■ Work to do ■
[a] Please edit the mailing-list post from "In terms of" up to and including "bit of reality.", replacing "lofty heights" with "dizzy heights".
[b] Carry on the mailing-list post about overseas jobs and McLives past its last sentence.

>> Begin Document

[TheForge] The Undiscovered Country OT YAK LONG HIT DELETE NOW
Andy Vida
[email protected]
Wed Feb 25 14:41:07 2004
[email protected] wrote:
>> [email protected] writes:
>> That is one of the reasons there was such a big glass industry in
>> this region before NAFTA and China killed it.
> In the past craftsmen were displaced by factory production. That method
> created an abundance of material goods, making life more comfortable; it has also
> been a blight in many ways.
Agreed.
>
> Today the self anointed are doing their best to ship our jobs overseas and
> invite us to live Mclives.
Doubly agreed.
> This isn't happening because they hate us (they hardly think of us at
> all). It is happening because they have no better plan.
In terms of those at the very apex of world power, I would
have to disagree. From yon lofty heights, what does one
see? An ever more crowded world with huge masses of humans
whose lives hang by a thread that is tenuous at best and
who are not even dimly aware of this little bit of reality.
Were I in that place, I would see masses that are in ever
increasing need to be corralled and controlled lest that
tenous order collapse into chaos and mayhem.
I'm not saying this is either right or wrong, but that it
is what is perceived. Such perception explains McLives.

>> End Document
>> Begin Given information

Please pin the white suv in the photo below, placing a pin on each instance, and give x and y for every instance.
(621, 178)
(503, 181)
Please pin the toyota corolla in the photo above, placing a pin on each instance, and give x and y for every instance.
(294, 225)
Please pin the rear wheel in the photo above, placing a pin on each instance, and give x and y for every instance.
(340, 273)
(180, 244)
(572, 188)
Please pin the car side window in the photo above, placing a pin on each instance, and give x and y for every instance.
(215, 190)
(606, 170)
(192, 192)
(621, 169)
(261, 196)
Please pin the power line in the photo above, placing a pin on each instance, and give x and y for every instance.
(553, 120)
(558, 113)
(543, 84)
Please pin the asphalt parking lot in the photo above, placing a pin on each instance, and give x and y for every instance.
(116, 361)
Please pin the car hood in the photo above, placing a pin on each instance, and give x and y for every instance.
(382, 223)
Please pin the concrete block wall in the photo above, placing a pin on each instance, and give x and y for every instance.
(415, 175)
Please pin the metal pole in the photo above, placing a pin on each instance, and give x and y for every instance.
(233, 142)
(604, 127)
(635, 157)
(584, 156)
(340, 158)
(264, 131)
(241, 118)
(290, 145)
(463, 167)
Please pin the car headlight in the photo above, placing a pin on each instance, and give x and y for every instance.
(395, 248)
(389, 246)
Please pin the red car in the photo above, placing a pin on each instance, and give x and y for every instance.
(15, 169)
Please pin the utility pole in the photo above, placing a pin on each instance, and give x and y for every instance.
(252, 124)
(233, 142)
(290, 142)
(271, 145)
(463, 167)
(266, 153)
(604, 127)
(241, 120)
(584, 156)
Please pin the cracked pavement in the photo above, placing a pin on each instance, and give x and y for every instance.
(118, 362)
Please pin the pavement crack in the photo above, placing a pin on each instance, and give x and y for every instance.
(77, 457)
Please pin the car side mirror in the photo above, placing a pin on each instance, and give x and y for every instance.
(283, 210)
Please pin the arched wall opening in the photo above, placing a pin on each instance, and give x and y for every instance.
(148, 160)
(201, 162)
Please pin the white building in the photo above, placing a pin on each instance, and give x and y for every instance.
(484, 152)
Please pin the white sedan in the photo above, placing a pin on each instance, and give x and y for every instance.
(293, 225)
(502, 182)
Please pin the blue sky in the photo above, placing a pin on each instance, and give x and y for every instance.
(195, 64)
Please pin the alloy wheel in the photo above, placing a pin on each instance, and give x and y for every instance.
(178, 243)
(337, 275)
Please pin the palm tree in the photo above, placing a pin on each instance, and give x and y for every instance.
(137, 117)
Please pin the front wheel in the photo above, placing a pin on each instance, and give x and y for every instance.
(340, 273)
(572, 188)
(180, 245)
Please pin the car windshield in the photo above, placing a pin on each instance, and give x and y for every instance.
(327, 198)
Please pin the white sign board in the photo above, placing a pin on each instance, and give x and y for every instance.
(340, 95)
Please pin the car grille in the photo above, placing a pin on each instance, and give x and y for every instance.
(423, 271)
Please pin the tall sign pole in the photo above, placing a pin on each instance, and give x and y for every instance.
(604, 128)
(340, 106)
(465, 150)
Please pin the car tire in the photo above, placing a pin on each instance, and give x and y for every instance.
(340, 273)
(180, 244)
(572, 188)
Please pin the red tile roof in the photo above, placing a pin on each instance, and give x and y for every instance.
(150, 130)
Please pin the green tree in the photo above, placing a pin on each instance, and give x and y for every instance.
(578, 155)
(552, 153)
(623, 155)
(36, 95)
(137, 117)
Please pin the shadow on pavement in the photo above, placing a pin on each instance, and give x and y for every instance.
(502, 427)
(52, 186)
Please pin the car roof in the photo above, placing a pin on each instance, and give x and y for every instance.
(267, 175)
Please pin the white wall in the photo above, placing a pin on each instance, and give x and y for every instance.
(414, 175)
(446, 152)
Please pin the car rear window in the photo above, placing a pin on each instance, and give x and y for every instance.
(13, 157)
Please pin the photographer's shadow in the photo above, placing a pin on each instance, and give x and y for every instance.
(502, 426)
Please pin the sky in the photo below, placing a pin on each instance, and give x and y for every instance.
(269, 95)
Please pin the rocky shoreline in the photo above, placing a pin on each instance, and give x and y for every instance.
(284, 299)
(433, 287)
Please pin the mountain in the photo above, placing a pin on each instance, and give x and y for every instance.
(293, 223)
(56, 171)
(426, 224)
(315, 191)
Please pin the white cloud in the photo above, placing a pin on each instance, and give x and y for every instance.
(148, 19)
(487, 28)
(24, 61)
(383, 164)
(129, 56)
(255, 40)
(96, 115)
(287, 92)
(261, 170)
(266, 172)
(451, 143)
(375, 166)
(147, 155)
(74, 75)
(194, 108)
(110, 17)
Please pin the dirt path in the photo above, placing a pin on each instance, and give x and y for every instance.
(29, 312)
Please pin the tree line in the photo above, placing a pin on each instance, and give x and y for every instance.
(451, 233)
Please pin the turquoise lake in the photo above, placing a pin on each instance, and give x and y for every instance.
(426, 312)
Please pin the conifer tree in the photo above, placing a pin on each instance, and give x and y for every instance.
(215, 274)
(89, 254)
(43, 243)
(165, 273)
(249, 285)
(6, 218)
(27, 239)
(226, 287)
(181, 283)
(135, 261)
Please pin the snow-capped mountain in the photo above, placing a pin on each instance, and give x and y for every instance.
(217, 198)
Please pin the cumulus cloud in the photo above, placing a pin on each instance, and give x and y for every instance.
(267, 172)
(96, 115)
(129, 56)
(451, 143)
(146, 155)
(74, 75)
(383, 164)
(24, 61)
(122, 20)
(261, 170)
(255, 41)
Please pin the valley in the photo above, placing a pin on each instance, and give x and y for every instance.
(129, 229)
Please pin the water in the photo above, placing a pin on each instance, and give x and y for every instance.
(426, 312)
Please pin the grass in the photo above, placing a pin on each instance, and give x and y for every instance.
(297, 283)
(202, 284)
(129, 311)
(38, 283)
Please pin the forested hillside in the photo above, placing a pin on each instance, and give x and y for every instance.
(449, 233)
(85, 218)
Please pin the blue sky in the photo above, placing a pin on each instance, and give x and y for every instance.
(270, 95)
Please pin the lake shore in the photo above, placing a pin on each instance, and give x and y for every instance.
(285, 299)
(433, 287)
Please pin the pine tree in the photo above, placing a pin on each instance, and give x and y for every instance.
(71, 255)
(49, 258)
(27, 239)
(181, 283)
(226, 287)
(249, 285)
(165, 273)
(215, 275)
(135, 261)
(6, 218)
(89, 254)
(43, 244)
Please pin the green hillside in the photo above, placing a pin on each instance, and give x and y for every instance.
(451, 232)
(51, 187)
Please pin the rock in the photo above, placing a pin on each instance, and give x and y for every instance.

>> End Given information

■ Final answers ■
[a]
In terms of those at the very apex of world power, I would
have to disagree. From yon dizzy heights, what does one
see? An ever more crowded world with huge masses of humans
whose lives hang by a thread that is tenuous at best and
who are not even dimly aware of this little bit of reality.

[b]
They may not hate us, but they DO fear us, and with good
good reason. A brief perusal of the French and Russian
revolutions, just to name two out of seemingly countless
examples of humans gone blood simple, should provide all
the illustration needed of how ugly the mob can get and
how easily it happens. Mere hunger will do it.
> Factory production itself is a worn out idea. It is certainly
> capable of providing material goods, but it mostly created miserable
> jobs in which people were trapped, hoping for a few good years of
> retirement at the end of a long boring "career."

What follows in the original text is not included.